Working data:
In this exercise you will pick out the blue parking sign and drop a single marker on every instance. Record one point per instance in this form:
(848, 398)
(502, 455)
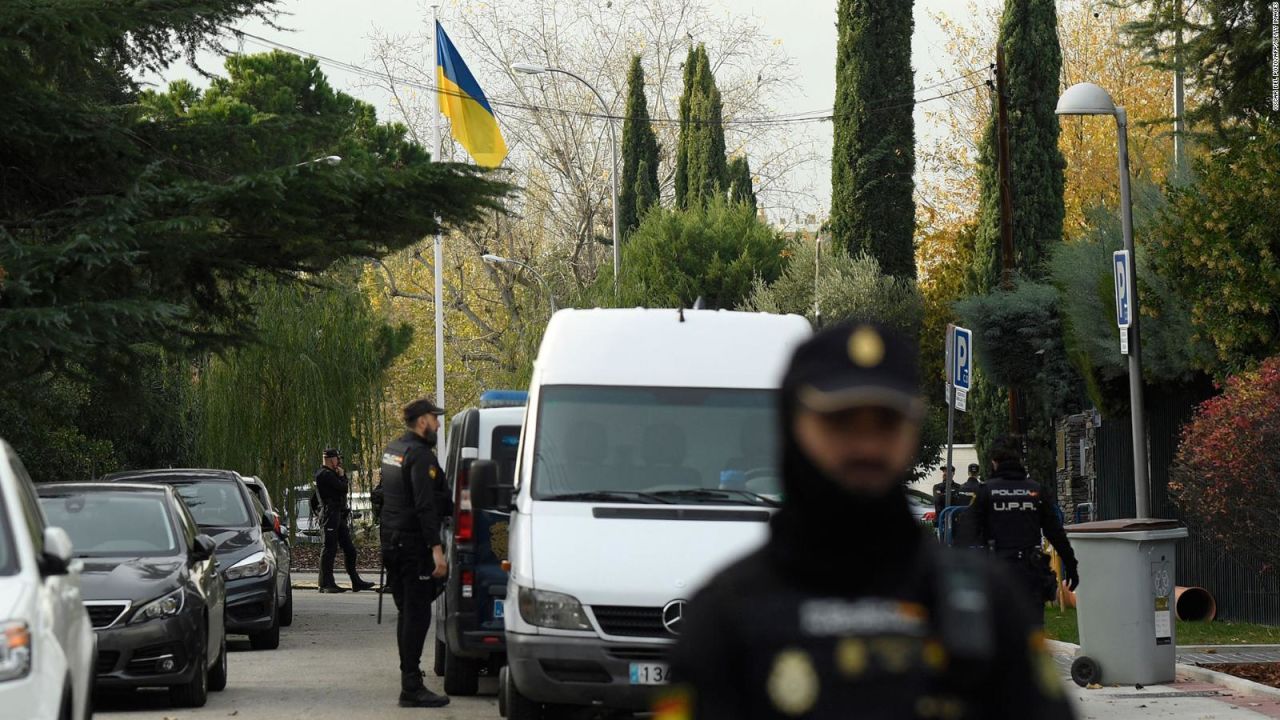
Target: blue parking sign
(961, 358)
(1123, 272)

==

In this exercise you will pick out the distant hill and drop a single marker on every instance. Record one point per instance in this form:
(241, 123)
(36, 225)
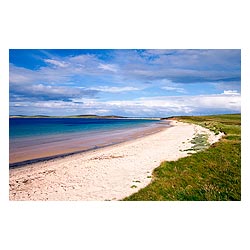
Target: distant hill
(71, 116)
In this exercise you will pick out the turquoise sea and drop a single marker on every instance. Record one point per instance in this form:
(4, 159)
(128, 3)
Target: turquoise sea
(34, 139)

--

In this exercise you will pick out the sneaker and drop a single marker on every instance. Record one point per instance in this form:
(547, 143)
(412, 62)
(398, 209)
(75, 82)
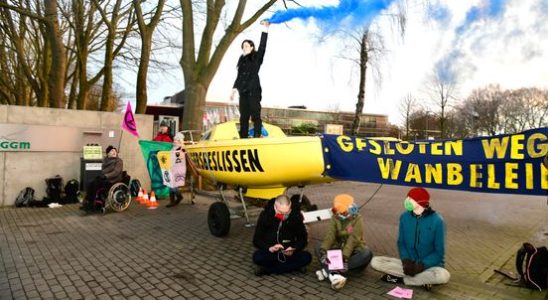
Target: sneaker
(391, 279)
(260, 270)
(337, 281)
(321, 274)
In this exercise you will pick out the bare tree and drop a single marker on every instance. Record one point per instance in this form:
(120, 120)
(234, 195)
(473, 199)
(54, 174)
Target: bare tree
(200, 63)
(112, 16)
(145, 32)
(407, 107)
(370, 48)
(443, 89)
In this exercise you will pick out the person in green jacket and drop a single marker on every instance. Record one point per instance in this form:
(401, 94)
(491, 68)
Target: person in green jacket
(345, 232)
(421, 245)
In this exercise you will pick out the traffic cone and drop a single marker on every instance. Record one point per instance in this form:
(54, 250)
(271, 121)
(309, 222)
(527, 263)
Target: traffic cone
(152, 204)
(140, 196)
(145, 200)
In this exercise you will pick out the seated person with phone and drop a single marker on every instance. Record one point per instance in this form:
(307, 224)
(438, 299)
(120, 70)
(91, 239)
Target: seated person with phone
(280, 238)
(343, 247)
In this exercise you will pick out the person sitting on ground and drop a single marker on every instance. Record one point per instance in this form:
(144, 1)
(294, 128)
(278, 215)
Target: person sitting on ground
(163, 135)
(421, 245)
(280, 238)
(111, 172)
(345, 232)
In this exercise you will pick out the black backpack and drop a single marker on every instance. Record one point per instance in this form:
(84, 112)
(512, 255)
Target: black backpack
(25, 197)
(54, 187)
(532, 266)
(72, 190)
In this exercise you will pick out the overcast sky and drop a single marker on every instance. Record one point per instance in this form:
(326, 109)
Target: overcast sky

Work to complete: From the records above, transcribe exactly the run of lines that opens with the line holding "In this exercise you will pick out the person sitting" and closes with the line holding "Target: overcast sky", both included.

Finished exercise:
In this exercise you will pick out the person sitting on ground and drop a single marker on every instance. Record one point per instance in this form:
(144, 1)
(294, 128)
(278, 215)
Target: person sitting on ground
(163, 135)
(421, 245)
(280, 238)
(111, 172)
(345, 232)
In this exercise you will pick out the black backpack and drop a single marker on every instance. Record one point per instance in this form:
(84, 112)
(512, 255)
Target: black backpack
(25, 197)
(54, 187)
(532, 266)
(72, 190)
In this exercise you will pick out the overcast sky and drop a single marker on every instance. Record one point per instance in this form:
(326, 109)
Target: overcast sky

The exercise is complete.